* [Work order] Output the data once more, exactly as given.

* [Given records]

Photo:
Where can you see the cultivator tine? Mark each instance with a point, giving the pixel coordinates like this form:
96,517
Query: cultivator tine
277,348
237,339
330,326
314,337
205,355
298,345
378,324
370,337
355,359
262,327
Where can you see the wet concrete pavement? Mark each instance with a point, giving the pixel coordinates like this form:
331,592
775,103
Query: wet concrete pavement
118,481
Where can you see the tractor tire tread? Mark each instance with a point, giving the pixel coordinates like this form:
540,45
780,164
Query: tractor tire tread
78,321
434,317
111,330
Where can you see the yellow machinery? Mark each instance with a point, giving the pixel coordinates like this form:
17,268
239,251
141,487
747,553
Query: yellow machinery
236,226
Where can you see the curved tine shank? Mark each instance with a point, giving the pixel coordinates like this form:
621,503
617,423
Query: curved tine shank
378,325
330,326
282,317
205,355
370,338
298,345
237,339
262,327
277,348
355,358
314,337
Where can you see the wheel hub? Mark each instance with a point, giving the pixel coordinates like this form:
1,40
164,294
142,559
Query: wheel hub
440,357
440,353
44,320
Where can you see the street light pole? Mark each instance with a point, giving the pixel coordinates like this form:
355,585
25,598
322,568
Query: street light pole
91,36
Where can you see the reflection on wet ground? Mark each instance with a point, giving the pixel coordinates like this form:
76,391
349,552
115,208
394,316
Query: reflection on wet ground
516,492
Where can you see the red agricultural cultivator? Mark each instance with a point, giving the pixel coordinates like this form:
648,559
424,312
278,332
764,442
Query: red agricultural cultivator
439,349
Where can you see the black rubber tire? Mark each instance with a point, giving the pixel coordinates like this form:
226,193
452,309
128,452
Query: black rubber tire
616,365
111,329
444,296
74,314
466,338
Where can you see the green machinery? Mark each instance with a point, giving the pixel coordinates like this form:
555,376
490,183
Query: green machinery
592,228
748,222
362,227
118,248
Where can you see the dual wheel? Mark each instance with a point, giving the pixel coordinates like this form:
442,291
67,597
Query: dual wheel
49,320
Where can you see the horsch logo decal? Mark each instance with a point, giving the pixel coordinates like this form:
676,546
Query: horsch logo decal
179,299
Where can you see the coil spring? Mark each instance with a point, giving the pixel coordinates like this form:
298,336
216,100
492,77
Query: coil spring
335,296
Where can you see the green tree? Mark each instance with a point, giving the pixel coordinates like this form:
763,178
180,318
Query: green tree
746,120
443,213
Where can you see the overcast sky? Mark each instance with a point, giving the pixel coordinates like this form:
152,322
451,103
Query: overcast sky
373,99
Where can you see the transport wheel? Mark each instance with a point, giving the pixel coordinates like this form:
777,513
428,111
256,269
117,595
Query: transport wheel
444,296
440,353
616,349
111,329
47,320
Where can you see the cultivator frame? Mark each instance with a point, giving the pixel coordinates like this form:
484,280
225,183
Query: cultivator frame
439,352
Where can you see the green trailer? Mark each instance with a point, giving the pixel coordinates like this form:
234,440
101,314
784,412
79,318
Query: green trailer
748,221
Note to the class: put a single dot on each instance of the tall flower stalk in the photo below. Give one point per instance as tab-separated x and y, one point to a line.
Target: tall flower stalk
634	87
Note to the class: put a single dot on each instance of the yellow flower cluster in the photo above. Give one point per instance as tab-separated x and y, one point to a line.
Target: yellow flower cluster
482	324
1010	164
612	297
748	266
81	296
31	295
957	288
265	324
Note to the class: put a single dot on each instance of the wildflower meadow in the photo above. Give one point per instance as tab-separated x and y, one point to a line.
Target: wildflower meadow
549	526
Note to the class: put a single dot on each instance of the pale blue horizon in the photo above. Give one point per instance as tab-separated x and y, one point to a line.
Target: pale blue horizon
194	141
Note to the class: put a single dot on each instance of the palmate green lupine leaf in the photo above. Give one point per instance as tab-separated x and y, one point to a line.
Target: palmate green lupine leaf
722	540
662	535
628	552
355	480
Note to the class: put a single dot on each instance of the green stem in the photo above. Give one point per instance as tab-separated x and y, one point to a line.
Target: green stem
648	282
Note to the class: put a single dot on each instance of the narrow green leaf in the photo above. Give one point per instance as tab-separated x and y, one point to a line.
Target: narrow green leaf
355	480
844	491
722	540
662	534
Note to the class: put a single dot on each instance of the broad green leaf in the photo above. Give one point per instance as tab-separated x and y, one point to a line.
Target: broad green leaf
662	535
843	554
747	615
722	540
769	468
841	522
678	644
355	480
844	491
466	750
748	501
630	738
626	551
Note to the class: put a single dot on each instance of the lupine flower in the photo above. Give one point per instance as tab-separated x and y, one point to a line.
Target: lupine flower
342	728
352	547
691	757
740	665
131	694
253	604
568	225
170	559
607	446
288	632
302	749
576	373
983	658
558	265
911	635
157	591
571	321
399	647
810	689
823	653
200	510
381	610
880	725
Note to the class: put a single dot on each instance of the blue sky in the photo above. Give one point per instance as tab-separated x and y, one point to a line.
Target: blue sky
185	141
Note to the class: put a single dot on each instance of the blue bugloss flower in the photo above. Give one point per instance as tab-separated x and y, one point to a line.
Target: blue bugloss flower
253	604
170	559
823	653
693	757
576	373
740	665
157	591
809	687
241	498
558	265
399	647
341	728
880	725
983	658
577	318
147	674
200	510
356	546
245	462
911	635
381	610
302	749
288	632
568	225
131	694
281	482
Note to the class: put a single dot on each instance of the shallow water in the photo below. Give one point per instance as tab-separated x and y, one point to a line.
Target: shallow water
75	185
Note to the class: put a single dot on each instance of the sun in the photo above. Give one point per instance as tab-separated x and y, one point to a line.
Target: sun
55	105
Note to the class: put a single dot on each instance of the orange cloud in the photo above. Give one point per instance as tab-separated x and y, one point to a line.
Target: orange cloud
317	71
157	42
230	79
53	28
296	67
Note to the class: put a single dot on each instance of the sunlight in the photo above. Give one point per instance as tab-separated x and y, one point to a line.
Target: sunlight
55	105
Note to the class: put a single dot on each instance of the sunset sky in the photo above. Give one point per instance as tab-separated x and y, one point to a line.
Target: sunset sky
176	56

* [Exercise output]
Photo:
Where can you see the cultivator tine? Mark each instance with a point, giving the pixel coordinates like this form:
96,517
Query: cultivator tine
277,348
237,339
330,326
314,337
205,355
298,345
378,324
370,337
355,359
262,327
Where can you see the wet concrete pavement? Mark each instance with a point, giving the pixel coordinates like this form:
331,592
775,103
Query: wet concrete pavement
118,481
Where can you see the tractor tire tread? Mark each instance with a point, giving the pixel coordinates like this form:
540,45
780,164
Query: tractor tire tread
78,321
434,317
111,330
Where can you see the yellow machinery? Mark each instance with a point, giving the pixel coordinates like this form:
17,268
239,251
141,487
747,553
Query: yellow machinery
236,226
Where can you see the curved tine shank? Mark each instance with a point, giving the pixel coordinates like this form:
621,503
617,423
Query: curved tine shank
378,325
330,326
282,317
205,355
370,338
298,345
237,339
262,327
277,348
355,358
314,337
Where can you see the wheel hub? Mark each instance with a point, giving the pixel coordinates like this form:
1,40
164,294
142,559
Query: wheel hub
440,357
440,353
44,320
Where can you see the street light pole? Mark each instance with a point, giving the pixel coordinates like this form:
355,585
25,598
322,568
Query: street light pole
91,36
Where can you see the reflection on wet ground? Mark each instance with a point, giving the pixel coordinates like this form:
76,391
349,552
115,208
394,316
Query: reflection on wet ground
516,492
Where can you see the red agricultural cultivator? Mark each instance with a point, giving the pixel coordinates like this form:
648,559
424,312
278,332
764,442
Query: red agricultural cultivator
439,349
Where can you see the black rubber tire? Mark each instance with a point, giving the pixel coordinates like this form:
226,193
452,309
128,452
Query: black rubber tire
616,365
111,329
444,296
74,314
466,338
Where can you see the green machinery? Mark each instance with a point, giving the pixel coordinates like this form:
555,376
490,183
Query: green machinery
592,228
748,222
362,227
118,248
Where can you see the dual wheel? Mark each instance with a point, giving the pixel coordinates like this form:
442,291
67,597
Query: dual wheel
49,320
Where can you see the horsch logo decal? Mark each instance with a point, giving the pixel coordinates like this form:
676,546
Query: horsch logo decal
179,299
Where can you see the coil spring? Mark each instance with a point, giving the pixel coordinates like this form:
298,336
216,100
492,77
Query: coil spring
335,296
Where can you see the green tree? Mark each instance with a point, giving the pixel coordinates like this form:
763,178
180,318
Query: green tree
746,120
443,213
Where can you see the overcast sky? Mark each instance with a point, giving the pixel coordinates like this form:
152,322
451,103
Query: overcast sky
373,99
Where can you see the transport wheel? Mark each instance with a point, giving the pixel coordinates like this form:
777,513
428,111
256,269
117,595
Query: transport wheel
444,296
440,353
616,349
111,329
47,320
Where can you see the cultivator frame? Mark each instance with a point, giving the pixel coordinates like this form:
484,280
225,183
Query: cultivator frame
439,352
Where can you see the green trailer? Mark each instance with a point, giving the pixel coordinates like this form:
234,440
101,314
784,412
79,318
Query: green trailer
748,221
Note to the class: put a single dot on each instance of the tall flower stalk in the photo below. Give one point per instance as tab-separated x and y, one point to a line.
Target: tall flower stalk
634	87
Note to the class: put a single dot on each instance of the yellow flower cluster in the photo above. Give one point per instance as tab-separated x and y, one point to a line.
Target: yellow flower cluster
482	324
1010	164
612	297
748	266
81	296
31	295
957	288
265	324
Note to the class: put a single dot on each instance of the wildflower meadow in the photo above. Give one point per instance as tab-separated x and y, one point to a line.
Target: wildflower meadow
549	526
Note to the class: put a single dot on each instance of the pale blue horizon in the photo above. Give one point per instance as tab-separated x and y, one point to a line.
Target: pale blue horizon
194	141
Note to the class: put a single dot on each instance of the palmate green lupine leaf in the photo above. Give one point per instance as tab-separated x and y, one point to a line.
Target: palmate green lupine leaf
722	540
662	535
628	552
355	480
Note to the class: put a single dot on each instance of the green stem in the photo above. Give one point per instance as tab-separated x and y, one point to a line.
Target: green stem
648	282
Note to the class: put a single dot on each instance of the narrow green leaf in the photo above. Give one point per instance as tab-separated x and y, one point to a line.
Target: narrow green leaf
355	480
844	491
722	540
662	534
Note to the class: put a single dot on each instance of the broad green leaf in the photo above. Give one point per instance as tab-separated x and y, one point to a line.
Target: broad green leaf
662	535
843	554
747	615
722	540
769	468
841	522
678	644
355	480
844	491
466	750
748	501
630	738
626	551
Note to the class: put a single dot on each instance of the lupine flower in the photo above. Give one point per instance as tab-separated x and y, one point to a line.
Target: lupine flower
342	728
352	547
691	757
740	665
131	694
253	604
568	225
170	559
607	446
288	632
302	749
576	373
983	658
558	265
911	635
157	591
571	321
399	647
810	689
823	653
200	510
381	610
880	725
Note to the class: put a single dot on each instance of the blue sky in the photo above. Give one point per instance as tab-separated x and y, one point to a line.
Target: blue sky
185	141
Note to the class: put a single dot on each instance of the blue bugloss flower in the photo above. Give one point per instance as tab-separated x and y, one point to a line.
Target: blue bugloss flower
253	604
170	559
823	653
693	757
576	373
740	665
157	591
809	687
241	498
558	265
399	647
341	728
880	725
983	658
577	318
147	674
200	510
356	546
245	462
911	635
381	610
302	749
288	632
568	225
131	694
281	482
Note to the class: put a single dot on each instance of the shallow water in the photo below. Give one point per instance as tab-separated x and y, one point to a line.
Target: shallow water
75	185
Note to the class: put a single dot on each instance of the sun in the photo above. Give one point per instance as tab-separated x and y, one point to a line.
Target: sun
55	105
Note to the class: put a single dot on each instance of the orange cloud in the photo above. Give one point per instance as tab-separated x and y, one point to a line.
Target: orange cloud
317	71
157	42
230	79
53	28
296	67
Note to the class: put a single dot on each instance of the sunlight in the photo above. Give one point per instance as tab-separated x and y, one point to a line.
Target: sunlight
55	105
Note to the class: put a single dot on each instance of the sunset sky in the photo above. Give one point per instance as tab-separated x and y, one point to a line.
Target: sunset sky
176	56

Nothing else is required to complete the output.